*** Opening of PASSAGE ***
Beijing

As older scientists retire and research rapidly expands, a large number of young scientists in China are being thrust into prominent positions.

This year, for example, the Institute of Biophysics in Beijing, part of the Chinese Academy of Sciences (CAS), has hired 13 new group leaders with an average age of less than 40. The institute's director, 52-year-old Zihe Rao, says that he plans to bring in another 20 young group leaders as most of the current senior investigators retire over the next couple of years.

Other CAS institutes and some university departments are adopting a similar strategy. China's readiness to thrust researchers into senior positions in their 30s — when, it is often said, most great scientists do their best work — contrasts with the trouble that other scientific powers, including Japan and the United States, have experienced in creating opportunities for young researchers in their prime (see Nature 421, 680; 200310.1038/421680a).

The fast track being taken by many young researchers in China is a product of two factors: the rapid expansion of research in the country, and the lack of established, middle-aged scientists from a generation whose best talent was squandered during Chairman Mao's Cultural Revolution, which began in 1966. There followed ten years during which scientists and other intellectuals were sent to labour on collective farms.

Surveys of the age distribution of Chinese researchers, presented two weeks ago at the ninth biannual International Conference on Scientometrics and Informetrics in Beijing, clearly demonstrate the revolution's impact on China's scientifically active population. Bihui Jin, of the CAS Documentation and Information Centre, presented data at the meeting which show that as recently as 1995, there was a 'hump' of older scientists whose training predated the turmoil of the late 1960s. Now that older generation has retired, leaving a demographic that is dominated by youth. “This is clearly a result of the Cultural Revolution,” says Jin.
*** Close of PASSAGE ***
*** Opening of PROVIDED MATERIAL ***
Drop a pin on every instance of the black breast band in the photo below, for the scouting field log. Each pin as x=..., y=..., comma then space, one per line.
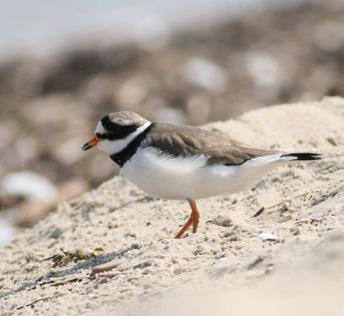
x=125, y=154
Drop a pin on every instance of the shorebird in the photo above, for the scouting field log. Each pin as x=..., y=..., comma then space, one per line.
x=183, y=162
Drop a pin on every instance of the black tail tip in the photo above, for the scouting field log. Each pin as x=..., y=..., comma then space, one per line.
x=304, y=156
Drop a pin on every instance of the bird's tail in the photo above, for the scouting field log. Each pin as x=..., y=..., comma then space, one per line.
x=301, y=156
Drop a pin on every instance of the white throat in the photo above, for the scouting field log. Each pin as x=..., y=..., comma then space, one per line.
x=115, y=146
*** Close of PROVIDED MATERIAL ***
Carry on the article about young scientists taking senior posts in China, starting right after its final sentence.

Now, as the post-revolution scientists are coming into their prime, the Chinese government has taken a keen interest in promoting science, encouraging institutional leaders to invest in talented young researchers. “They gave me the green light,” says Rao, many of whose recruits have only recently returned to China after travelling abroad for training. The United States, for example, welcomed students who left China in the wake of the failed revolt against the government in Tiananmen Square in 1989.

Enge Wang, director of the CAS Institute of Physics, says that his group leaders — two-thirds of whom are still in their 30s — are bursting with youthful enthusiasm. “Half of them will be at the laboratory until 11 at night. It's a very open and energetic atmosphere,” he says.

Much of the talent that is emerging now resulted from China's struggle to rebuild its intellectual élite during the 1980s and 1990s. Government projects, with names such as the National Distinguished Youth's Science Foundation and the One Hundred Talent Project, were set up to cultivate young scientific talent, and to attract trained researchers back home from the United States and Europe, Jin says. As these projects bear fruit, the country's premier research institutions are raising their standards. In the past six years, for example, the CAS and Tsinghua University have begun to insist that newly hired professors have PhDs.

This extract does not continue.